__Assignment__.
Reproduce all the data, character for character.

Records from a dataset
• • • •

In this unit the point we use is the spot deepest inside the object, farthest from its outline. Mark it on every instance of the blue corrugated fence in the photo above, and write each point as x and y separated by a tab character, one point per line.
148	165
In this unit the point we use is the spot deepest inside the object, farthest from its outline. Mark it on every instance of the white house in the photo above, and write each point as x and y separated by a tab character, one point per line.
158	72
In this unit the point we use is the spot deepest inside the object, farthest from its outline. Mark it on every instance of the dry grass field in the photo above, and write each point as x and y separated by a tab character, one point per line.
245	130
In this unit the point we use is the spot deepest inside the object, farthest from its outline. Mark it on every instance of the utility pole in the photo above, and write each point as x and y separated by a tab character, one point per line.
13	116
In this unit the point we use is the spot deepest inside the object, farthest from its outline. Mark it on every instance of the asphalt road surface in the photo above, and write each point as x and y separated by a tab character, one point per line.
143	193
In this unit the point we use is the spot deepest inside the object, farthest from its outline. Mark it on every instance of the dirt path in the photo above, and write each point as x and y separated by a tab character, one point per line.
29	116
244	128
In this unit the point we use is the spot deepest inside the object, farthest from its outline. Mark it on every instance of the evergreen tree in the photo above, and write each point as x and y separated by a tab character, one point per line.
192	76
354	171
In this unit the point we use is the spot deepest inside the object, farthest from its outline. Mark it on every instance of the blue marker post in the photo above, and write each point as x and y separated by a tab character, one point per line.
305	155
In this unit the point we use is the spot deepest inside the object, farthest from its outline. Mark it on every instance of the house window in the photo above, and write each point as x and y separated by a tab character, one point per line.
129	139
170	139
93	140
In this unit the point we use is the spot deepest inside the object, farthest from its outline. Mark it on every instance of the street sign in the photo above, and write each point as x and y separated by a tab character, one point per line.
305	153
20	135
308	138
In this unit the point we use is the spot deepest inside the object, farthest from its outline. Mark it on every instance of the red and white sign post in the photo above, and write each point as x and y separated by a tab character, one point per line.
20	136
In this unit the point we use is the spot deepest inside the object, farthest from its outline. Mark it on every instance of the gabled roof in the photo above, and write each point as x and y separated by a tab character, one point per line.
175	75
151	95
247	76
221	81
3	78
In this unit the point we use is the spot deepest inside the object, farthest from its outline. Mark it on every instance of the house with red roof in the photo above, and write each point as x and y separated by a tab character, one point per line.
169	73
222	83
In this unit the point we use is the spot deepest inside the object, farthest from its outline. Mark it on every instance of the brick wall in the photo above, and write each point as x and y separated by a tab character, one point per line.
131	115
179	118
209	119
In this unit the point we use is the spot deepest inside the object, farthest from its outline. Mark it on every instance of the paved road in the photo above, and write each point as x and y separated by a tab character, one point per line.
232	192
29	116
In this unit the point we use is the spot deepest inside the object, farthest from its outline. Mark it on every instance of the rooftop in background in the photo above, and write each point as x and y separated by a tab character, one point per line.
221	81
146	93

• • • •

__Task result__.
In this unit the point we use is the spot deepest inside the object, farthest from its outline. Mark it on every instance of the blue corrugated fence in the photo above, and write each point as x and y separated by a tab character, one point per line.
148	165
In this unit the point we use is the spot deepest inside the object, farthest from its outline. Mark it on every instance of the white house in the photo above, and write each point as x and y separated by a tab character, one point per line.
158	72
In this unit the point we use is the spot deepest inside the object, farthest from its outline. Mark it on every instance of the dry grass field in the photo above, and write each point as x and y separated by a tab character, one point per line.
245	130
In this unit the point we use is the spot deepest inside the object, farthest from its outline. Mark it on every instance of the utility pole in the photo above, and write each point as x and y separated by a tab character, one point per line.
13	116
In this unit the point we use is the spot deepest inside the object, farthest from its outline. Mark it on every instance of the asphalt road surface in the photo above, and write each point as x and y separated by a tab character, one point per line.
143	193
In this unit the point we use is the spot deepest inside the object, farthest from its outline. Mark it on every instance of the dirt path in the photo above, and write each point as x and y separated by a tab character, one point per line.
29	116
244	128
In this unit the point we use is the spot deepest inside the object, farthest from its outline. Mark it on every instance of the evergreen tree in the photo above, and write each point as x and y separated by a tab character, one point per line.
192	76
354	171
In this unit the point we use is the spot deepest inside the object, farthest from its outline. Mark it on every instance of the blue marker post in the photo above, and write each point as x and y separated by a tab character, one point per line.
305	155
In this unit the point we use is the spot deepest inside the object, farthest from its outline. Mark it on every instance of the house window in the photo above, and write each point as x and y separated by a tab character, one point per line.
129	139
170	139
93	140
In this unit the point we use is the spot deepest inside the object, farthest from its outline. Mark it on every instance of the street sign in the photo above, and write each point as x and y separated by a tab character, one point per line.
305	153
20	135
308	138
In this unit the point we use is the spot deepest inside the object, farthest from its outline. Mark it on every instance of the red and white sign post in the photo above, and write each point as x and y separated by a tab character, one point per line.
20	136
In this unit the point we use is the spot deepest inside the object, farthest from its outline. Mark it on every instance of the gabled roof in the photo above, and write each point as x and y separated by a tab character, one point per line.
175	75
151	95
247	76
221	81
3	78
In this unit the point we use is the spot deepest inside the object, farthest from its outline. Mark it on every instance of the house with red roof in the photo above, and write each point as x and y separated by a tab character, one point per line.
169	73
222	83
In this unit the point we use is the spot deepest inside the object, farthest from its outline. Mark it on every instance of the brick wall in the photo above, and write each point as x and y separated by a tab character, one point per line.
131	115
179	118
209	119
In this unit the point we use is the spot deepest inside the object, farthest from its outline. Mark it on every instance of the paved road in the photo above, and write each point as x and y separated by a tab character, one point per line.
232	192
29	116
In this unit the point we use is the spot deepest inside the object, farthest from its outline. Mark it on every instance of the rooftop in background in the photo above, and write each point as x and y separated by a tab character, one point per line.
221	81
146	93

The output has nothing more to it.